[TASK]
Convert all the rows below into a JSON list of strings, with one string per line and blank lines omitted.

** begin **

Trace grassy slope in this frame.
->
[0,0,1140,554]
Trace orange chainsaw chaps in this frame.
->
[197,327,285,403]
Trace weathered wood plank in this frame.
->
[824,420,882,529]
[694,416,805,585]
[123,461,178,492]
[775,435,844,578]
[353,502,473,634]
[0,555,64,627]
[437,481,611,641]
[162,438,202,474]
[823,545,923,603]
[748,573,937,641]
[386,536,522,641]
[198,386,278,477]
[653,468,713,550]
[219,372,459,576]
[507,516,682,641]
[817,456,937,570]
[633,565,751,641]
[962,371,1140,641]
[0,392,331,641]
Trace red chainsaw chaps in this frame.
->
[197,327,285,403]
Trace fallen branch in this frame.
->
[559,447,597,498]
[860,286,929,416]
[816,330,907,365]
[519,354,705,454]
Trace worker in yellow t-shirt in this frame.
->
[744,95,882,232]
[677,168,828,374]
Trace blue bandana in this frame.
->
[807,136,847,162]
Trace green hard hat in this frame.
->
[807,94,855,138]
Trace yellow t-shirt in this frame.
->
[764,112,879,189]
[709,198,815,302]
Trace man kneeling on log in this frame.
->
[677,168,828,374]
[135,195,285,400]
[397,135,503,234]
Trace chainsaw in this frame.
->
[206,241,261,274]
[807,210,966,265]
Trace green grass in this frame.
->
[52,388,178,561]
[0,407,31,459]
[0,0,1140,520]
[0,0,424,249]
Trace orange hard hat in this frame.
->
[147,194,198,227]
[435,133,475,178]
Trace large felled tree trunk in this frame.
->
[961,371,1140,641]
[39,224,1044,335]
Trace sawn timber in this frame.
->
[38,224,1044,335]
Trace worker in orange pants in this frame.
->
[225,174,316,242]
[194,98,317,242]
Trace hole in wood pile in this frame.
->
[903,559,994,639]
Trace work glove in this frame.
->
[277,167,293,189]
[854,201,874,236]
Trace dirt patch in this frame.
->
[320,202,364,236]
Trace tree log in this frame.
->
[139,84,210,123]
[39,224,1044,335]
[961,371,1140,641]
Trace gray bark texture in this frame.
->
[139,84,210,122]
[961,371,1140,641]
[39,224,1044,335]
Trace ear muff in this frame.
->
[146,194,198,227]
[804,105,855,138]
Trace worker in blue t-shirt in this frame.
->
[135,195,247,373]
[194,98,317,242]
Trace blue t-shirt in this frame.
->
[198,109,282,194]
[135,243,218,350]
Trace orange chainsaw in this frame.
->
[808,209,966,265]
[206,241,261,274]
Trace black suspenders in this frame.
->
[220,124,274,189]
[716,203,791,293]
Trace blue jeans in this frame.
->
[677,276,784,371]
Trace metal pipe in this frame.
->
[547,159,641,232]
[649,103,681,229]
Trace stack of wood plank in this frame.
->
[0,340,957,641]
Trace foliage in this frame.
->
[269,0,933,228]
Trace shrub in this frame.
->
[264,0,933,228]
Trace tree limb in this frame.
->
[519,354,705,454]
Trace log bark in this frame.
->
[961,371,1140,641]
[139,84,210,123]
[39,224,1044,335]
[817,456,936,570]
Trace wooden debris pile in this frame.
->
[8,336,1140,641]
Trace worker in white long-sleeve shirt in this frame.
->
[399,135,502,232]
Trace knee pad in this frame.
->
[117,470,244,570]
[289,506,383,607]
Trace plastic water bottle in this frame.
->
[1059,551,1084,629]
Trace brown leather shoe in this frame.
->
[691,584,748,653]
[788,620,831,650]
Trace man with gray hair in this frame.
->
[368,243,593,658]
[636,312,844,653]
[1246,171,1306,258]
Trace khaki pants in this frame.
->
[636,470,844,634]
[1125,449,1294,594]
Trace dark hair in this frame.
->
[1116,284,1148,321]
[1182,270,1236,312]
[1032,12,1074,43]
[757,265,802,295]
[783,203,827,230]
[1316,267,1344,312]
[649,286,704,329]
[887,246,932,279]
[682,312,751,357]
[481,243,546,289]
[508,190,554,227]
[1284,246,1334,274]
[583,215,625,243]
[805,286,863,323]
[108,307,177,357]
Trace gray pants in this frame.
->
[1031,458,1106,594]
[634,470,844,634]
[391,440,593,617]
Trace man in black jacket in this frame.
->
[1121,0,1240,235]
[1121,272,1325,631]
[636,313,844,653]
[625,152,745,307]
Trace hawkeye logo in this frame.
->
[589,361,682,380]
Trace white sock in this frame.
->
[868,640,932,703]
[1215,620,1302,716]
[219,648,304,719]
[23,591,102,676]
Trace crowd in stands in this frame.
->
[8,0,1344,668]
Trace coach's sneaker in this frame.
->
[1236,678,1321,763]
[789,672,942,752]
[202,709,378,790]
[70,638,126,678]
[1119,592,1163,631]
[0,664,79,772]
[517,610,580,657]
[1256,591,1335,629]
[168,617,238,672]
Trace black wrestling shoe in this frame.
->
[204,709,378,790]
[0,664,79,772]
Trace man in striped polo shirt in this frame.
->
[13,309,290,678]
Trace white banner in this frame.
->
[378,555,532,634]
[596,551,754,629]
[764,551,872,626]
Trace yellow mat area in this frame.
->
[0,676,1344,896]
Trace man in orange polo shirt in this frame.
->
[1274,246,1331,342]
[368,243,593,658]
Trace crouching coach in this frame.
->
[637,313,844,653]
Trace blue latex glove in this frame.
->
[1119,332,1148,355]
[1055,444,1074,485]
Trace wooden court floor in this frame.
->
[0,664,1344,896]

** end **

[FINISHED TASK]
[
  "Trace grassy slope in this frame.",
  "->",
  "[0,0,1140,554]",
  "Trace orange chainsaw chaps in this frame.",
  "->",
  "[197,327,285,403]",
  "Trace weathered wood plank in this frame.",
  "->",
  "[824,420,882,529]",
  "[694,416,805,585]",
  "[123,461,178,492]",
  "[775,435,844,578]",
  "[353,502,473,634]",
  "[0,555,64,627]",
  "[437,481,611,641]",
  "[162,438,202,474]",
  "[823,545,923,603]",
  "[748,573,937,641]",
  "[386,536,522,641]",
  "[198,386,278,477]",
  "[653,468,713,550]",
  "[219,372,459,576]",
  "[507,516,682,641]",
  "[817,456,937,570]",
  "[633,565,751,641]",
  "[962,371,1140,641]",
  "[0,392,331,641]",
  "Trace red chainsaw chaps in this frame.",
  "->",
  "[197,327,285,403]",
  "Trace fallen branch in this frame.",
  "->",
  "[559,447,597,498]",
  "[860,286,929,416]",
  "[816,330,907,365]",
  "[519,354,705,454]",
  "Trace worker in yellow t-shirt in this frame.",
  "->",
  "[744,95,882,232]",
  "[677,168,828,374]",
  "Trace blue bandana in this frame.",
  "->",
  "[807,136,847,162]",
  "Trace green hard hat in this frame.",
  "->",
  "[807,94,855,138]",
  "Trace yellow t-shirt in this frame.",
  "->",
  "[764,112,879,189]",
  "[709,198,815,302]",
  "Trace man kneeling on log in this frame.",
  "->",
  "[677,168,828,374]",
  "[135,195,285,400]",
  "[397,135,503,234]",
  "Trace chainsaw in this frame.",
  "->",
  "[206,241,261,274]",
  "[807,210,966,265]",
  "Trace green grass in this frame.",
  "->",
  "[52,388,178,561]",
  "[0,407,31,459]",
  "[0,0,1140,520]",
  "[0,0,424,249]",
  "Trace orange hard hat in this frame.",
  "->",
  "[147,194,198,227]",
  "[435,133,475,178]",
  "Trace large felled tree trunk in this frame.",
  "->",
  "[961,371,1140,641]",
  "[39,224,1044,335]",
  "Trace sawn timber in this frame.",
  "->",
  "[38,224,1044,335]",
  "Trace worker in orange pants in this frame.",
  "->",
  "[225,174,316,242]",
  "[194,98,317,242]",
  "Trace hole in wood pile in this frame.",
  "->",
  "[903,559,994,639]",
  "Trace work glove in this frame.",
  "->",
  "[277,167,293,189]",
  "[854,201,874,236]",
  "Trace dirt patch in this frame.",
  "->",
  "[320,202,364,236]",
  "Trace tree log in this frame.",
  "->",
  "[139,84,210,123]",
  "[39,224,1044,335]",
  "[961,371,1140,641]",
  "Trace gray bark texture in this frame.",
  "->",
  "[139,84,210,122]",
  "[961,371,1140,641]",
  "[39,224,1044,335]",
  "Trace ear muff in this frame.",
  "->",
  "[146,194,198,227]",
  "[804,105,855,138]",
  "Trace worker in blue t-shirt in this frame.",
  "->",
  "[135,195,247,373]",
  "[194,98,317,242]",
  "Trace blue t-shirt in this frame.",
  "->",
  "[198,109,282,194]",
  "[135,243,218,350]",
  "Trace orange chainsaw in this frame.",
  "->",
  "[808,209,966,265]",
  "[206,241,261,274]",
  "Trace black suspenders in this frame.",
  "->",
  "[220,124,274,189]",
  "[716,203,791,293]",
  "Trace blue jeans in this frame.",
  "->",
  "[677,276,784,371]",
  "Trace metal pipe in this frame.",
  "->",
  "[547,159,641,232]",
  "[649,103,681,229]",
  "Trace stack of wood plank in this frame.",
  "->",
  "[0,340,957,641]",
  "Trace foliage in this frame.",
  "->",
  "[269,0,933,228]",
  "Trace shrub in this frame.",
  "->",
  "[264,0,933,228]",
  "Trace tree limb in this frame.",
  "->",
  "[519,354,705,454]",
  "Trace log bark in this frame.",
  "->",
  "[961,371,1140,641]",
  "[139,84,210,123]",
  "[39,224,1044,335]",
  "[817,456,936,570]",
  "Trace wooden debris pile in this frame.",
  "->",
  "[8,336,1140,641]",
  "Trace worker in white long-sleeve shirt in this frame.",
  "->",
  "[399,135,502,232]",
  "Trace knee pad in this frame.",
  "->",
  "[117,470,244,570]",
  "[289,506,383,607]",
  "Trace plastic water bottle in this frame.",
  "->",
  "[1059,551,1084,629]",
  "Trace brown leather shoe in this frame.",
  "->",
  "[691,584,748,653]",
  "[788,620,831,650]",
  "Trace man with gray hair in this frame.",
  "->",
  "[368,243,593,658]",
  "[636,312,844,653]",
  "[1246,171,1306,258]",
  "Trace khaki pants in this frame.",
  "->",
  "[636,470,844,634]",
  "[1125,449,1294,594]",
  "Trace dark hair in this frame.",
  "->",
  "[1116,284,1148,321]",
  "[1182,270,1236,312]",
  "[1032,12,1074,43]",
  "[757,265,802,295]",
  "[783,203,827,230]",
  "[1316,267,1344,312]",
  "[649,286,704,329]",
  "[887,246,932,279]",
  "[682,312,751,357]",
  "[481,243,546,289]",
  "[508,190,554,227]",
  "[1284,246,1334,274]",
  "[583,215,625,243]",
  "[805,286,863,323]",
  "[108,307,177,357]",
  "Trace gray pants in this frame.",
  "->",
  "[1031,458,1106,594]",
  "[634,470,844,634]",
  "[391,440,593,617]",
  "Trace man in black jacket in this frame.",
  "->",
  "[1121,0,1240,235]",
  "[1121,272,1325,631]",
  "[636,313,844,653]",
  "[625,152,745,307]",
  "Trace hawkeye logo in this frame.",
  "->",
  "[589,361,682,380]",
  "Trace white sock in this frame.",
  "->",
  "[868,640,932,703]",
  "[1215,620,1302,716]",
  "[219,648,304,719]",
  "[23,591,102,676]",
  "Trace crowd in stands in this frame.",
  "->",
  "[8,0,1344,668]",
  "Trace coach's sneaker in this frame.",
  "->",
  "[1236,678,1321,763]",
  "[789,672,942,752]",
  "[202,709,378,790]",
  "[70,638,126,678]",
  "[1119,592,1163,631]",
  "[0,664,79,772]",
  "[517,610,580,657]",
  "[1256,591,1335,629]",
  "[168,617,238,672]",
  "Trace black wrestling shoe in this frame.",
  "->",
  "[204,709,378,790]",
  "[0,664,79,772]",
  "Trace man in striped polo shirt in this frame.",
  "->",
  "[13,309,290,678]",
  "Trace white banner in this frame.",
  "->",
  "[378,555,532,634]",
  "[596,551,754,629]",
  "[764,551,872,626]",
  "Trace yellow mat area in this frame.",
  "->",
  "[0,676,1344,896]",
  "Trace man in orange polo shirt in this frame.",
  "->",
  "[1274,246,1331,342]",
  "[368,243,593,658]",
  "Trace crouching coach in this frame.",
  "->",
  "[637,313,844,653]",
  "Trace blue latex glove in this frame.",
  "->",
  "[1119,332,1148,355]",
  "[1055,444,1074,485]",
  "Trace wooden court floor in this frame.",
  "->",
  "[0,664,1344,896]"
]